Text provided:
Segment Open
Growth-Inhibitory and Anti-Invasive Activity of Natural Non-Pungent Capsaicin Compounds 

Non-small cell lung cancer (NSCLC) comprises of a spectrum of lung cancers. Out of these, lung adenocarcinoma (LAC) accounts for about 60% of all NSCLC cases. One of the main challenges of LAC treatment is that by the time the disease is detected the tumor has already invaded into the surrounding tissue, lymph nodes and distant organs.  The long-term goal of our laboratory is to identify dietary compounds, which can suppress the growth and metastasis of human LACs. Specifically, our published data shows that capsaicin (the spicy ingredient of chili peppers) suppresses the invasion of multiple human lung cancers. However, the clinical application of capsaicin is limited by its unpleasant side effects including gut pain, hyperalgesia, stomach cramps and nausea.  This drawback could be circumvented by the identification of capsaicin-like analogs, which retain the anti-tumor activity of capsaicin but do not produce the “heat-sensation” of capsaicin.    Several convergent studies have identified natural capsaicin-like compounds, namely capsiate and capsiconiate, which display similar biological activity of capsaicin but do not possess its pungent side effects. However, the anti-invasive activity of these non-pungent capsaicin analogs is unknown.  Since the invasion of tumor cells is one of the crucial step of metastasis, our data raise the possibility that these non-pungent natural capsaicin-like compounds may attenuate tumor invasion in human LAC. The main aim of this research project is to compare the growth-inhibitory and anti-invasive activity of capsiate, capsiconiate and capsaicin in human LAC cell lines.  Our hypothesis will be explored in the following specific aim:


Specific Aim 1: To compare the growth-inhibitory activity of capsaicin, capsiate and capsiconiate in human LAC cell lines using MTT assays


Specific Aim 2: To compare the anti-invasive activity of capsaicin, capsiate and capsiconiate in in human LAC cell lines using spherical invasion assays


The studies in the present grant may lead to the development of novel non-pungent nutrition-based therapeutic agent for the treatment of metastatic human LAC.
Segment Closed
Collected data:
Segment Open
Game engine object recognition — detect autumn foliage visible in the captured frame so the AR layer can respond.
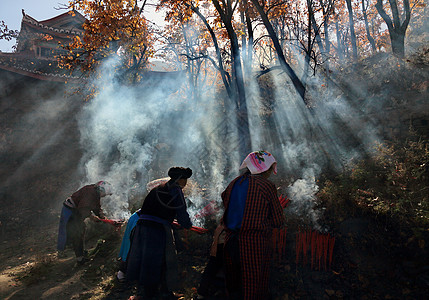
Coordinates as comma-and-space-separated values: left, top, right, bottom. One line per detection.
59, 0, 154, 81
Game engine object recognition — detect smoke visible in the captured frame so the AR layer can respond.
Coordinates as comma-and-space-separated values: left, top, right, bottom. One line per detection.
75, 56, 239, 221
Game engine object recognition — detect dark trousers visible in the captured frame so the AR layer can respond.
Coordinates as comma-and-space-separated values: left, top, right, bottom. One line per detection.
224, 233, 243, 300
67, 212, 85, 257
197, 244, 224, 296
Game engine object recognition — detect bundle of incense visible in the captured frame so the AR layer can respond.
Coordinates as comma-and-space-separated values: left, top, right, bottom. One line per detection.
99, 218, 124, 226
272, 227, 287, 259
295, 230, 335, 270
172, 221, 209, 234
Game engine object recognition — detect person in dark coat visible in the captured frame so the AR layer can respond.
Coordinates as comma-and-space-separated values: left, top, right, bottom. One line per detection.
222, 151, 284, 300
126, 167, 192, 299
192, 223, 225, 300
57, 181, 112, 264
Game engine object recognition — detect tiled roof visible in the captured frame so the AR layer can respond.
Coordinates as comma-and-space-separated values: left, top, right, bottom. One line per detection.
0, 53, 80, 82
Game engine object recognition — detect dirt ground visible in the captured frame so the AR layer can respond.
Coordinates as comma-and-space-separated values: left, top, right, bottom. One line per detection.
0, 211, 429, 300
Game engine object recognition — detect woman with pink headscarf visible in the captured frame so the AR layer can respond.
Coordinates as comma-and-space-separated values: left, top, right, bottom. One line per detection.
222, 151, 284, 300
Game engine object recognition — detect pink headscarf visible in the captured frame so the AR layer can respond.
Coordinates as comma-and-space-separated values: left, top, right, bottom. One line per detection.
240, 151, 277, 174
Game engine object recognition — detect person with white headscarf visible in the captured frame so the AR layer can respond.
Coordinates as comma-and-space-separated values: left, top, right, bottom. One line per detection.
222, 151, 284, 300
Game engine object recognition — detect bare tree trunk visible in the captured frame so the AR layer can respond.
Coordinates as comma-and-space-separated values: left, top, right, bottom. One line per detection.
362, 0, 377, 53
213, 0, 251, 156
335, 19, 344, 61
375, 0, 411, 58
346, 0, 358, 59
252, 0, 307, 105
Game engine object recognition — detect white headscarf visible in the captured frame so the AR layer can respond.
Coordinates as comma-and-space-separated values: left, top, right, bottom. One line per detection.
240, 151, 277, 174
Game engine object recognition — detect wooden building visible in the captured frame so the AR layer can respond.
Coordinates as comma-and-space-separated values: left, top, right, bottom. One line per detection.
0, 10, 86, 82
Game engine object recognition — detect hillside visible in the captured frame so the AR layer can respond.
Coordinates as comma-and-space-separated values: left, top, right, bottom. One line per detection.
0, 50, 429, 300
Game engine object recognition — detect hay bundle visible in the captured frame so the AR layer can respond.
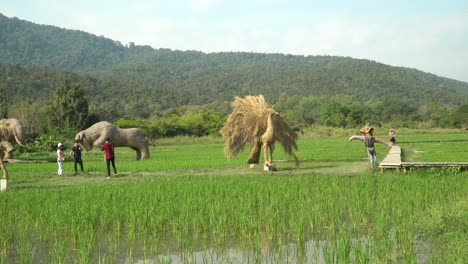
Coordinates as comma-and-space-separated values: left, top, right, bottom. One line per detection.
221, 95, 298, 164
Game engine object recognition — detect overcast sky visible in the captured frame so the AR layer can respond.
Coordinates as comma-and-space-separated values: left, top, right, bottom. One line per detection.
0, 0, 468, 82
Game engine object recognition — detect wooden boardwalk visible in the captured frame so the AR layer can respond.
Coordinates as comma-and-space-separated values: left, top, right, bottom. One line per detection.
379, 146, 468, 171
379, 146, 401, 171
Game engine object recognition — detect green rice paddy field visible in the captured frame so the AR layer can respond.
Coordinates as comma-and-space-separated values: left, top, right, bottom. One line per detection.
0, 131, 468, 263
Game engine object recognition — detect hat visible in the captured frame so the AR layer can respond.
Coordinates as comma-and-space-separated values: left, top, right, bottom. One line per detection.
359, 125, 374, 134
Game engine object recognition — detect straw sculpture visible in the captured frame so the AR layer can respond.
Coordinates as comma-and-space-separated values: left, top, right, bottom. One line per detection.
221, 95, 299, 169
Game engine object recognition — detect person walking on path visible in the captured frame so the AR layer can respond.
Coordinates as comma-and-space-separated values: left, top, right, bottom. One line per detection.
348, 125, 389, 169
57, 143, 65, 177
388, 128, 396, 146
101, 138, 117, 179
70, 142, 84, 175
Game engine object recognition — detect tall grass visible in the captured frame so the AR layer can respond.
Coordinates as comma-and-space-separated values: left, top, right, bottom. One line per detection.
0, 133, 468, 263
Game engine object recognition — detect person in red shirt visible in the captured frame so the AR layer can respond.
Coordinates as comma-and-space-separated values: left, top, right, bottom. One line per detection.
101, 138, 117, 179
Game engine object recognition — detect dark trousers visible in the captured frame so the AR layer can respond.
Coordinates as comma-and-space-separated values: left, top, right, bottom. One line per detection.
73, 157, 84, 173
106, 158, 117, 177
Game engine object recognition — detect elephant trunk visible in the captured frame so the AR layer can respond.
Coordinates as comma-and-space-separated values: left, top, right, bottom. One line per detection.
14, 132, 24, 147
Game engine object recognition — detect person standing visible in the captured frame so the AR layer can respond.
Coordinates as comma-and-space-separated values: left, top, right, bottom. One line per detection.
70, 142, 84, 175
57, 143, 65, 177
348, 125, 388, 169
101, 138, 117, 179
388, 128, 396, 146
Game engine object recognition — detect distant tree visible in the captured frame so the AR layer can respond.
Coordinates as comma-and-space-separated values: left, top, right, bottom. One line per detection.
0, 83, 8, 118
453, 104, 468, 128
50, 80, 89, 129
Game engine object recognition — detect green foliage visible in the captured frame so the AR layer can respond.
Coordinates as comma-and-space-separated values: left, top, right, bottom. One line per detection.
115, 109, 226, 138
0, 14, 468, 136
50, 80, 88, 129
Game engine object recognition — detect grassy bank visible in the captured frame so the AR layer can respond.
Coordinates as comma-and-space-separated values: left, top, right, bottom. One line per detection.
0, 134, 468, 263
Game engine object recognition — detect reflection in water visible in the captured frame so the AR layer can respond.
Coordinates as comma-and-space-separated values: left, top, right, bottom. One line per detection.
135, 237, 371, 263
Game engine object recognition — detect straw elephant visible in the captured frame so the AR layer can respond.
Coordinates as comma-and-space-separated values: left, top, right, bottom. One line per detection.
75, 121, 150, 160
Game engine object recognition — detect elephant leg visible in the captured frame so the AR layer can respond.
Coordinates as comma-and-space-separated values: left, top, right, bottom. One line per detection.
140, 146, 150, 160
268, 144, 275, 165
0, 157, 8, 179
247, 143, 262, 164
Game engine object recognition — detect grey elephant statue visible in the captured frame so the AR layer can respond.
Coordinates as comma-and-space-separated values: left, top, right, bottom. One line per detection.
0, 118, 26, 159
75, 121, 150, 160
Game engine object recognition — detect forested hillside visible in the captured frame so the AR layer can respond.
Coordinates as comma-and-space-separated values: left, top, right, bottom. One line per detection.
0, 14, 468, 136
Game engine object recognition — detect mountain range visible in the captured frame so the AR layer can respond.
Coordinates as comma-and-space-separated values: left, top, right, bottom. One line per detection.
0, 14, 468, 117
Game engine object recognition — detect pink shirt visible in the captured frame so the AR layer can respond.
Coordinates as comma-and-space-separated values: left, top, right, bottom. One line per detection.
57, 149, 65, 161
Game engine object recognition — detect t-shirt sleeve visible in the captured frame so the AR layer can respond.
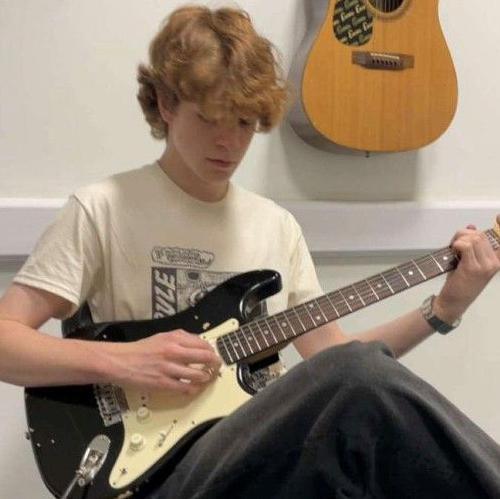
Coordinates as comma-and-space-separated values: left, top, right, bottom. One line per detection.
14, 196, 102, 316
288, 216, 323, 307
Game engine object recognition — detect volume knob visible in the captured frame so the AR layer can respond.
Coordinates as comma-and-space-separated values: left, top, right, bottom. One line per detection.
137, 406, 151, 422
130, 433, 144, 450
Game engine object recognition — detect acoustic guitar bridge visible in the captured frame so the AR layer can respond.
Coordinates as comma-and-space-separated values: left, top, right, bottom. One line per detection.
352, 50, 415, 71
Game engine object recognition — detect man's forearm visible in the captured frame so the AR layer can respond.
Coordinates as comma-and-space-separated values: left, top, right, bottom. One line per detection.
0, 320, 109, 386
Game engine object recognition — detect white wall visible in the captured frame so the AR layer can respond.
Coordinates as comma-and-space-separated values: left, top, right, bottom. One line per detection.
0, 0, 500, 498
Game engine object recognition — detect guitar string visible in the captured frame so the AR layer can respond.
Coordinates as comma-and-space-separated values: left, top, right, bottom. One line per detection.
218, 248, 451, 357
220, 248, 458, 354
221, 229, 500, 360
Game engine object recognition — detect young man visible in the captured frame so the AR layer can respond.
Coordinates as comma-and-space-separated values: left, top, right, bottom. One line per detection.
0, 7, 500, 498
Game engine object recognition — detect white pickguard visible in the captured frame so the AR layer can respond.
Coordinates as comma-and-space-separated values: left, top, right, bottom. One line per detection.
109, 319, 251, 489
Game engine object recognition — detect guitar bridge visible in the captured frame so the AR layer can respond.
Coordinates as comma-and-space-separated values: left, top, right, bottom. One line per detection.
352, 50, 415, 71
94, 384, 127, 427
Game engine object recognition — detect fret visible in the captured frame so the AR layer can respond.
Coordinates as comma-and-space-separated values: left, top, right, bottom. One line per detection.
285, 308, 307, 335
256, 320, 278, 345
216, 334, 236, 364
365, 279, 381, 301
304, 302, 317, 329
417, 255, 442, 279
276, 312, 297, 340
295, 305, 316, 331
248, 321, 269, 348
396, 267, 410, 288
434, 248, 457, 272
240, 324, 262, 353
411, 260, 427, 281
316, 295, 338, 322
398, 261, 426, 287
383, 268, 408, 294
227, 331, 248, 360
380, 274, 394, 294
267, 315, 287, 343
216, 228, 500, 363
330, 290, 350, 317
325, 293, 340, 319
430, 255, 444, 272
353, 281, 378, 307
236, 326, 255, 353
339, 286, 365, 312
486, 229, 500, 250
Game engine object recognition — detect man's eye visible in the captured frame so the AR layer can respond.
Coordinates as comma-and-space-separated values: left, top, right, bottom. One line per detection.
197, 113, 213, 123
240, 118, 254, 127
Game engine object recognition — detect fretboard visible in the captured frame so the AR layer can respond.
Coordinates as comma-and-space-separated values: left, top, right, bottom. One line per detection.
217, 229, 500, 364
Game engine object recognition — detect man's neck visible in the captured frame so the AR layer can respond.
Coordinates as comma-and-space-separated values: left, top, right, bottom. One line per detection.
158, 148, 229, 203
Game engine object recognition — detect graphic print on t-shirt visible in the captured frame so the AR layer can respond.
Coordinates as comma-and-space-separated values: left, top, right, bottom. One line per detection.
151, 247, 236, 319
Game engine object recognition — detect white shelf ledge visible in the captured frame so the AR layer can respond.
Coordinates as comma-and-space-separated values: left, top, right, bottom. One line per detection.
0, 198, 500, 261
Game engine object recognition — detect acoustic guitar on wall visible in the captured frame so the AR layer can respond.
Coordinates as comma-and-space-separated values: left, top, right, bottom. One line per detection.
289, 0, 458, 152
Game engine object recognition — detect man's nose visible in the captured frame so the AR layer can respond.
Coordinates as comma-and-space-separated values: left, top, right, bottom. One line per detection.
215, 125, 241, 149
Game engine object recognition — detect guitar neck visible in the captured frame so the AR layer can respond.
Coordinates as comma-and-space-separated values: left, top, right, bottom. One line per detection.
217, 229, 500, 364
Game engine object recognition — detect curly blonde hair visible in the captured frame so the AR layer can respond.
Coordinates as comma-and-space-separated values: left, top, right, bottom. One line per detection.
137, 6, 290, 139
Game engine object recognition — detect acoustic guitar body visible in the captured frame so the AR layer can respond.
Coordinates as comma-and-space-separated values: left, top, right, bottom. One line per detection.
289, 0, 457, 152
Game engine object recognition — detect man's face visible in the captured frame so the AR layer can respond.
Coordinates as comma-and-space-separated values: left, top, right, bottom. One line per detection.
162, 101, 255, 188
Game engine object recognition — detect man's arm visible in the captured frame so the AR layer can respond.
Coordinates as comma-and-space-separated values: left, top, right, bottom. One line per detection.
294, 215, 500, 358
0, 284, 220, 393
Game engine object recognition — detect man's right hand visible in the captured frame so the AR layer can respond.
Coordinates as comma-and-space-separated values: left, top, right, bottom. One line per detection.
103, 329, 221, 395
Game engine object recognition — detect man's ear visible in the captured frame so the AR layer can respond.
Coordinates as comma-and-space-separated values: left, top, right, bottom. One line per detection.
158, 95, 178, 125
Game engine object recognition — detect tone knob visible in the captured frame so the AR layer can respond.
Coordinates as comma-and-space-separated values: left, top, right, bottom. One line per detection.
130, 433, 144, 450
137, 406, 151, 421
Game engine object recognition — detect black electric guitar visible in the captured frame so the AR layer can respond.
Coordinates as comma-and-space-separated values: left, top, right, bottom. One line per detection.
25, 226, 500, 499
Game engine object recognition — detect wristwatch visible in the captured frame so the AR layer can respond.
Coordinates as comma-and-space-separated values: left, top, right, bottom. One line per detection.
420, 295, 462, 334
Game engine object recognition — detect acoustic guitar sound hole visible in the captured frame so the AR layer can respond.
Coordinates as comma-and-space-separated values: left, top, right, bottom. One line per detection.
367, 0, 405, 14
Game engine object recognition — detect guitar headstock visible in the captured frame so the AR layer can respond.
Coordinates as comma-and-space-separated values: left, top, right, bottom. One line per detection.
491, 216, 500, 249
Segment Closed
What to do:
[a] Reproduce verbatim the portion of the capsaicin research summary between "Specific Aim 2: To" and "metastatic human LAC.", inclusive.
[b] According to the capsaicin research summary, what share of all NSCLC cases does lung adenocarcinoma account for?
[c] Using the capsaicin research summary, explain why the clinical application of capsaicin is limited and how the summary proposes to get around that limitation.

Responses per task:
[a]
Specific Aim 2: To compare the anti-invasive activity of capsaicin, capsiate and capsiconiate in in human LAC cell lines using spherical invasion assays


The studies in the present grant may lead to the development of novel non-pungent nutrition-based therapeutic agent for the treatment of metastatic human LAC.

[b] About 60% of all NSCLC cases.

[c] Capsaicin's clinical application is limited by unpleasant side effects, including gut pain, hyperalgesia, stomach cramps and nausea. This drawback could be circumvented by identifying capsaicin-like analogs that retain its anti-tumor activity but do not produce its "heat-sensation."